*Work to be completed*
The entries should each be set down again precisely.

(Stored entries)
>>>

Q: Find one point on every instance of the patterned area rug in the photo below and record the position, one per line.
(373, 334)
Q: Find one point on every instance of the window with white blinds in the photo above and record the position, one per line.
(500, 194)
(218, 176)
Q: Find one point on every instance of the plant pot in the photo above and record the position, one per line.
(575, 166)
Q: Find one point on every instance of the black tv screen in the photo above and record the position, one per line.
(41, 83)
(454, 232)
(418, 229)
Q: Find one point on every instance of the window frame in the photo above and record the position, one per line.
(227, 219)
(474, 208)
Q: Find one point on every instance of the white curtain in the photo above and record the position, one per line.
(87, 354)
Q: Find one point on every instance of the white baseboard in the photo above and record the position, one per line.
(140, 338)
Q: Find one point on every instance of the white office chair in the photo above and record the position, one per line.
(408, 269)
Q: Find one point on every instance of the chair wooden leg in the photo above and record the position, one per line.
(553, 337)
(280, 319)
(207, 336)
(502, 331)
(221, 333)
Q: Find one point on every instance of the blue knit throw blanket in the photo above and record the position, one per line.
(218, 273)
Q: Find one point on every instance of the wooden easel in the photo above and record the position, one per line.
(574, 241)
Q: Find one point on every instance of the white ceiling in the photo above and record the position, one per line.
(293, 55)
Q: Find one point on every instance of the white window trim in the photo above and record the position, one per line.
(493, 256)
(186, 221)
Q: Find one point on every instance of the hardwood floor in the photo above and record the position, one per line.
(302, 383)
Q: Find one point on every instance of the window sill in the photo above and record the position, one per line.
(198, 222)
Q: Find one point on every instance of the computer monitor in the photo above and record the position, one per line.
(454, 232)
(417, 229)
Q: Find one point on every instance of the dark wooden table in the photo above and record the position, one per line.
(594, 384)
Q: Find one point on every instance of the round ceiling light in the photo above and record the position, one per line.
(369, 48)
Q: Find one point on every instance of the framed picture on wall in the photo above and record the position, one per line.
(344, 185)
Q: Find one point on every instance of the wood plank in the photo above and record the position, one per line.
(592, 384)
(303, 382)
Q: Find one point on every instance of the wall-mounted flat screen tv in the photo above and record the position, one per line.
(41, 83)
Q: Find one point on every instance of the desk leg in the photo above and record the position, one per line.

<<<

*Exercise output*
Q: Find one point on every instance of the patterned area rug in the photo below and record the position, one per line.
(373, 334)
Q: Find one point on every instance of the window with white blinds in the photo above and record the position, one per line.
(500, 194)
(218, 176)
Q: Find one point on every instance of the plant pot in the photo above and record the position, one per line.
(575, 166)
Q: Find one point on every instance of the black tv screen in the photo above and record the position, one per line.
(41, 83)
(454, 232)
(418, 229)
Q: Find one point on every instance of the window frame in the photo above and record the position, one per line.
(227, 219)
(474, 208)
Q: Find one point on every instance of the white curtain in the photo above and record the position, one per line.
(87, 354)
Q: Find one point on every instance of the white baseboard in the photo above and record the position, one per line.
(140, 338)
Q: Find one point on every instance of the white office chair in the photo above and record the position, one per line.
(408, 269)
Q: Find one point on every instance of the chair wooden leg in the photo above and record the position, one per line.
(553, 337)
(280, 319)
(207, 336)
(502, 331)
(221, 333)
Q: Find one point on every instance of the blue knit throw blanket in the photo above and record the position, one per line.
(218, 273)
Q: Find one point on every instance of the wooden easel in the photo above and record the position, one per line.
(574, 241)
Q: Find one point on every instance of the white ceiling in the photo above and record the position, one per line.
(293, 55)
Q: Find one point on every instance of the white window trim in the photo above and record the position, one per line.
(493, 256)
(186, 221)
Q: Find one point on every instance of the hardwood floor in the photo above and record the position, one per line.
(302, 383)
Q: Find one point on every instance of the window sill in the photo above and record the position, one per line.
(198, 222)
Q: Find one point on every instance of the computer monitor in the photo above and record the position, one per line.
(454, 232)
(417, 229)
Q: Find one point on every instance of the dark wooden table in the photo above and record the position, one per line.
(594, 384)
Q: Find one point on every instance of the round ceiling light in the photo above and record the position, one per line.
(369, 48)
Q: Find one point on every instance of the framed picture on wall in the photo above and record the position, one per line.
(344, 185)
Q: Find one point on every instance of the wood plank in the photo above and record the position, one per line.
(592, 384)
(303, 382)
Q: Find one point on every instance of the wall-mounted flat screen tv in the photo above and record the position, one per line.
(41, 83)
Q: Find one point on every instance of the desk leg in the photo above and record the position, one per line.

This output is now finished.